Video Version: How Neural Networks Are Implemented (Part 3 Upper)

Video Version: How Neural Networks Are Implemented (Part 3 Lower)

Section 3: How Neural Networks Are Trained

Xiao Ming heard Dr. Ai introduce that a neural network can recognize different things by training on different data. He was amazed and curiously asked Dr. Ai: “Dr. Ai, could you explain how neural networks are trained?”

Dr. Ai appreciated Xiao Ming’s curiosity and said: “Sure, let’s begin to introduce how neural networks are trained. Xiao Ming, can you tell me how you recognize animals?”

Xiao Ming replied: “When I was a child, every time I saw a small animal, my mom would tell me what kind of animal it was. After seeing many, I gradually recognized these small animals. Is that how neural networks recognize animals too?”

Dr. Ai said: “Yes, neural networks also recognize animals through samples. Humans are smart; after seeing a cat once, they might recognize it as a cat next time. However, neural networks are a bit slow and need a large number of samples to be trained well. For example, if we want to build a neural network that can recognize both cats and dogs, we first need to collect a large number of photos of cats and dogs, including different breeds, sizes, and poses, and label which photos are cats and which are dogs, just like your mom tells you which is a cat and which is a dog. This is the first step in training a neural network; the more data, the better. In fact, we humans sometimes do the same thing; the saying ‘familiarity breeds understanding’ reflects this idea of broad exposure.

Once the data is prepared, the next step is training. Training involves adjusting the weights of the neural network so that when a cat photo is input, the output corresponding to the cat is close to 1, and the output for the dog is close to 0, while when a dog photo is input, the output for the dog is close to 1 and the output for the cat is close to 0.

Xiao Ming: “How is this achieved?”

Dr. Ai then asked Xiao Ming: “Do you take a bath every day? How do you adjust the temperature of the water heater?”

Xiao Ming looked at Dr. Ai in confusion, thinking, “I asked how neural networks are trained; why is he talking about bathing?” But since Dr. Ai asked, he had to answer: “It’s easy! The water heater has two knobs, one for hot water and one for cold water. If the water feels hot, I turn up the cold water; if it feels cold, I turn up the hot water.”

Dr. Ai asked again: “When the water feels hot, you can also turn down the hot water, and when it feels cold, you can turn down the cold water, right?”

■ DATA SUPPLIED
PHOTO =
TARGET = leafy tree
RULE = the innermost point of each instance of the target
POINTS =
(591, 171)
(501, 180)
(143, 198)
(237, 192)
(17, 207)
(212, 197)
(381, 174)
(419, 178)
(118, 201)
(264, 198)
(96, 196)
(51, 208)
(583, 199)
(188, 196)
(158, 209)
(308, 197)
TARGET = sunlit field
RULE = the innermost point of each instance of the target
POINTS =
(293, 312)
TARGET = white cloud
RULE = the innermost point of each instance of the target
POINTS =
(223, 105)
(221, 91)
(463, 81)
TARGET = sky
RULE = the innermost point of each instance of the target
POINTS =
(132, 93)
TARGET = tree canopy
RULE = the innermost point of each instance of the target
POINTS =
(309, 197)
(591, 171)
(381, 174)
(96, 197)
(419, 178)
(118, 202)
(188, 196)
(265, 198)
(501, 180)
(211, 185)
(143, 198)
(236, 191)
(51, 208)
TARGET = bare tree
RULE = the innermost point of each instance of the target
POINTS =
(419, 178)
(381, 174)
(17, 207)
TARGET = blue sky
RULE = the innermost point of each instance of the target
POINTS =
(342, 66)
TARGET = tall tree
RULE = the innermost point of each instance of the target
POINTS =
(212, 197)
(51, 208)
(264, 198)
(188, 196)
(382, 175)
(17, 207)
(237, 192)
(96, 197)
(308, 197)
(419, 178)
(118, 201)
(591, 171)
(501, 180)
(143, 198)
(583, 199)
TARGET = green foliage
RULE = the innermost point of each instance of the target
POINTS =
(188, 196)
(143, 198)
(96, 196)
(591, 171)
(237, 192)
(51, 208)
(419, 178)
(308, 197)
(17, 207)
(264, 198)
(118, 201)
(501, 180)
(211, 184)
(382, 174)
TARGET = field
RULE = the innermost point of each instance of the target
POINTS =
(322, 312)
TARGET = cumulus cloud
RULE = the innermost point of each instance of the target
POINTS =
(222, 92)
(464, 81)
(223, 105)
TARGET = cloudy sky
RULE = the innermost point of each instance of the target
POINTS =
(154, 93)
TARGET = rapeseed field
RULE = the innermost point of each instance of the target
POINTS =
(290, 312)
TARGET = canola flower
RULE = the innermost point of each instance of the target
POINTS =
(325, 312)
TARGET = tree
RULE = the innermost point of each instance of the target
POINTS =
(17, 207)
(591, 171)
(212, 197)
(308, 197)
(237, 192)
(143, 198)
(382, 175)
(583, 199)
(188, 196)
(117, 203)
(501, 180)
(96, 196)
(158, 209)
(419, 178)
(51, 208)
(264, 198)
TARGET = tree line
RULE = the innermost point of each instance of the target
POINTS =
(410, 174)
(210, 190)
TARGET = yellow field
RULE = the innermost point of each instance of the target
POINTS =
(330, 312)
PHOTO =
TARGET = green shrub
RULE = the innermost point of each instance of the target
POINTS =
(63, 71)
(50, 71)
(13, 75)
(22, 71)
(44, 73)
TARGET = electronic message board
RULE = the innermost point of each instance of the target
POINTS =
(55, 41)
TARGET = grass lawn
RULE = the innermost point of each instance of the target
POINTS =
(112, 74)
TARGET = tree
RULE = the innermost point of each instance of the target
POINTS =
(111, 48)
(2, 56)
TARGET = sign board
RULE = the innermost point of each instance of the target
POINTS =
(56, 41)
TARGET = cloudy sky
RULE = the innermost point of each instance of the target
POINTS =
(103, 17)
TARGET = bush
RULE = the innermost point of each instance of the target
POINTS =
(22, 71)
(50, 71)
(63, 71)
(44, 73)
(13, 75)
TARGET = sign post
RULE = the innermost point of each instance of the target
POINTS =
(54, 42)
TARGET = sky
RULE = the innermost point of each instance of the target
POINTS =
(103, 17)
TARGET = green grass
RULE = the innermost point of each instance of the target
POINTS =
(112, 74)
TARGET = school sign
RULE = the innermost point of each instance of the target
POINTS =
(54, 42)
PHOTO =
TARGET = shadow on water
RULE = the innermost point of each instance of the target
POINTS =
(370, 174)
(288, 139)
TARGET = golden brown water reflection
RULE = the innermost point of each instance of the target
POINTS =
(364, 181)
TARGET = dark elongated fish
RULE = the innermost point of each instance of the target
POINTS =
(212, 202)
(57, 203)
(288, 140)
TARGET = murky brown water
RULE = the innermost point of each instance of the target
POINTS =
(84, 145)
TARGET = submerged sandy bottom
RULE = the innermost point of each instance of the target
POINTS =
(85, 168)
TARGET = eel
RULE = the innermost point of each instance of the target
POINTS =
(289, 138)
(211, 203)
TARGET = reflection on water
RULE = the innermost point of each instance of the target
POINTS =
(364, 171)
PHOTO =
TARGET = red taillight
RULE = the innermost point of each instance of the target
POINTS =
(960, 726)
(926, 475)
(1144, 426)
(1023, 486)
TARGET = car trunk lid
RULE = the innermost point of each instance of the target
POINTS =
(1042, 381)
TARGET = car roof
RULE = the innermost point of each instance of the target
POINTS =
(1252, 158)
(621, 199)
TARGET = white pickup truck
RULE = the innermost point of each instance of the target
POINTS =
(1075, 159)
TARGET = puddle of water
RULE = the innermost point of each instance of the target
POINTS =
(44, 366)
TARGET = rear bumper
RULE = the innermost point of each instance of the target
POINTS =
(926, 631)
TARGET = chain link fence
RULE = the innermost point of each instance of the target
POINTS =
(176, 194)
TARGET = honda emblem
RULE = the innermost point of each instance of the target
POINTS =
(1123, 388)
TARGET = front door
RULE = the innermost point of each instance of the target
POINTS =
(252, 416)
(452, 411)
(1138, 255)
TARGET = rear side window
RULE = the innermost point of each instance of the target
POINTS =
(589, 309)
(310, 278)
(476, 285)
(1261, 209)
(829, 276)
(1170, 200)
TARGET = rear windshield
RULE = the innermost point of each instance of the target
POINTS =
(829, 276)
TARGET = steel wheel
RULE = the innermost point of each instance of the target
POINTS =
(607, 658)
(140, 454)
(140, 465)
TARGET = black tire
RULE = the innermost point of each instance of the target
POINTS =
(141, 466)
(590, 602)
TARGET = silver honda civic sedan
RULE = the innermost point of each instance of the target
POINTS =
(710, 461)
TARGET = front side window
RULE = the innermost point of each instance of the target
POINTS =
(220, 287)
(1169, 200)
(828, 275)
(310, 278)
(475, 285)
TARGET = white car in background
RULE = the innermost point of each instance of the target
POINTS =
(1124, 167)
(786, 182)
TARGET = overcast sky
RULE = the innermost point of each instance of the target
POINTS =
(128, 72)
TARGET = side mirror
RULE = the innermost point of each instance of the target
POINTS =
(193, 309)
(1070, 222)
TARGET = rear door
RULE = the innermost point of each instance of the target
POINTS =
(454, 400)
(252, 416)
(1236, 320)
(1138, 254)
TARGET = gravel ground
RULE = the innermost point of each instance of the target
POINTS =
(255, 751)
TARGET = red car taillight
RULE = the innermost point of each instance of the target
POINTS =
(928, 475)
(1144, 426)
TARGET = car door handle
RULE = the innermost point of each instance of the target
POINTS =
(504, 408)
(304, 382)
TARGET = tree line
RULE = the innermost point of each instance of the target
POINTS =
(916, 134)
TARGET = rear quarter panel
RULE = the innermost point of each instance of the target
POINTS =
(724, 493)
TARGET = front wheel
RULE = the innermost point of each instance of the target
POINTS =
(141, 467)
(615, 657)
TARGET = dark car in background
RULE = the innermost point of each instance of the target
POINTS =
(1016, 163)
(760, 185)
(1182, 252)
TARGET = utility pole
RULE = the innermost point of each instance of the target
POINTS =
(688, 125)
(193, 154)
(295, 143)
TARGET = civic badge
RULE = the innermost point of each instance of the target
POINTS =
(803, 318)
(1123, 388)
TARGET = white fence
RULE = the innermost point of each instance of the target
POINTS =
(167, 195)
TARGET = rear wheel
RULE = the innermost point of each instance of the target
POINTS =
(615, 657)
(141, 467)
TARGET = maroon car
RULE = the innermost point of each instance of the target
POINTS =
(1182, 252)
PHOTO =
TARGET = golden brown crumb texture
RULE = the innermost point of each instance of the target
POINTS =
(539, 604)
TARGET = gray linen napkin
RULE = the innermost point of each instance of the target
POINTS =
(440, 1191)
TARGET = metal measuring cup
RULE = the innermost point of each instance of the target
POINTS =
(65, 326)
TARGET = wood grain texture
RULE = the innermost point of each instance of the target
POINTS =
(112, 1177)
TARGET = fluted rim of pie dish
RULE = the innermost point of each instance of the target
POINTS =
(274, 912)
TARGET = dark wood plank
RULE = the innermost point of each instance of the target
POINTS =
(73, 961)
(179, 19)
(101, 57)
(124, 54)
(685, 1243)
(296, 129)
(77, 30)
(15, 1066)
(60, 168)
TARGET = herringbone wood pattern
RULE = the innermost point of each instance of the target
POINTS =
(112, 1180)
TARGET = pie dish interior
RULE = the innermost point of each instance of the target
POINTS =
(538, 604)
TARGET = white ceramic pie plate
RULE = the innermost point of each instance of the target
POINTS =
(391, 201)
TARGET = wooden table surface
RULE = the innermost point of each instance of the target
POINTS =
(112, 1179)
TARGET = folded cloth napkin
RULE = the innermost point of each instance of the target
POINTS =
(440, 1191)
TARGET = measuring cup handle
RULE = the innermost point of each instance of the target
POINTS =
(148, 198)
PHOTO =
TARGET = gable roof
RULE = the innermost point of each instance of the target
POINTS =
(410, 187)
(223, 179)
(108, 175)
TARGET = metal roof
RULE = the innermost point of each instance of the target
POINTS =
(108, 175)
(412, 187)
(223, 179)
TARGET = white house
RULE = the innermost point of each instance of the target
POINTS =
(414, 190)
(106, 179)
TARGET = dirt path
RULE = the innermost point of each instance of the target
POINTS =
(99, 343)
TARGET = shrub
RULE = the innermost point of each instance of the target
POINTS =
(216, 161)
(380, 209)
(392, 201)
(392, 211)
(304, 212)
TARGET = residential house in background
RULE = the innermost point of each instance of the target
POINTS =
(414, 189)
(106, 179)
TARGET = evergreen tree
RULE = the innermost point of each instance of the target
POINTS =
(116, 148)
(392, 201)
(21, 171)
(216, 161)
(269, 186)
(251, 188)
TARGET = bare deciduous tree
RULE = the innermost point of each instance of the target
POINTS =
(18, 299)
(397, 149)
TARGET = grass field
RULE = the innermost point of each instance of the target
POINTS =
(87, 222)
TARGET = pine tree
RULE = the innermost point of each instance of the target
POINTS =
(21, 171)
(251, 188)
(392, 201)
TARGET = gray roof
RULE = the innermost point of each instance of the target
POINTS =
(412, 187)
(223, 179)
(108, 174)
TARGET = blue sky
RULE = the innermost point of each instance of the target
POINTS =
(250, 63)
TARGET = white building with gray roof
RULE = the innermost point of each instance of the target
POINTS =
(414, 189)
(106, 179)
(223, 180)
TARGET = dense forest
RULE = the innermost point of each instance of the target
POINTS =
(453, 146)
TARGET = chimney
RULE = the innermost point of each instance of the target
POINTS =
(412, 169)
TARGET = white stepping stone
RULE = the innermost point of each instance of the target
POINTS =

■ TASKS FOR THIS EXERCISE
A: Copy the stretch of the neural network training text from "Once the data" through "close to 0." word for word.
B: Pick up the text on how neural networks are trained right after its final line and keep it going.

■ WRITTEN RESPONSES
A:
Once the data is prepared, the next step is training. Training involves adjusting the weights of the neural network so that when a cat photo is input, the output corresponding to the cat is close to 1, and the output for the dog is close to 0, while when a dog photo is input, the output for the dog is close to 1 and the output for the cat is close to 0.

B:
Xiao Ming thought about it and replied: “Yes, there are different ways to adjust, and which one to adjust might depend on the amount of water. For example, if the water feels hot but the amount is large, I can reduce the hot water; if the amount is small, I can increase the cold water. In short, I need to adjust based on both water temperature and water amount.”

Dr. Ai saw that Xiao Ming finally got to the point. After confirming his statement, he added: “There is also the issue of adjustment size. If the difference between the water temperature and your ideal temperature is large, you can adjust the valve more significantly; if the difference is small, you adjust it less. After multiple adjustments, you can achieve a more ideal water temperature and amount.”

Figure 1.9 Water Heater Adjustment Diagram

Figure 1.10 The Water Heater Can Be Represented as a Neural Network

Dr. Ai said to Xiao Ming: “We can abstract the water heater as shown in Figure 1.10. Do you see that this is a neural network?”

Xiao Ming tapped his little head and said: “I finally understand! This is indeed a neural network. The two inputs are hot water and cold water, the sizes of the hot and cold water valves correspond to the weights, and the point where the hot and cold water converge is equivalent to a weighted sum. Finally, the water coming out of the showerhead corresponds to the two outputs: one for water temperature and one for water amount.”

So, is adjusting the hot and cold water valves equivalent to training? Xiao Ming tilted his head and asked.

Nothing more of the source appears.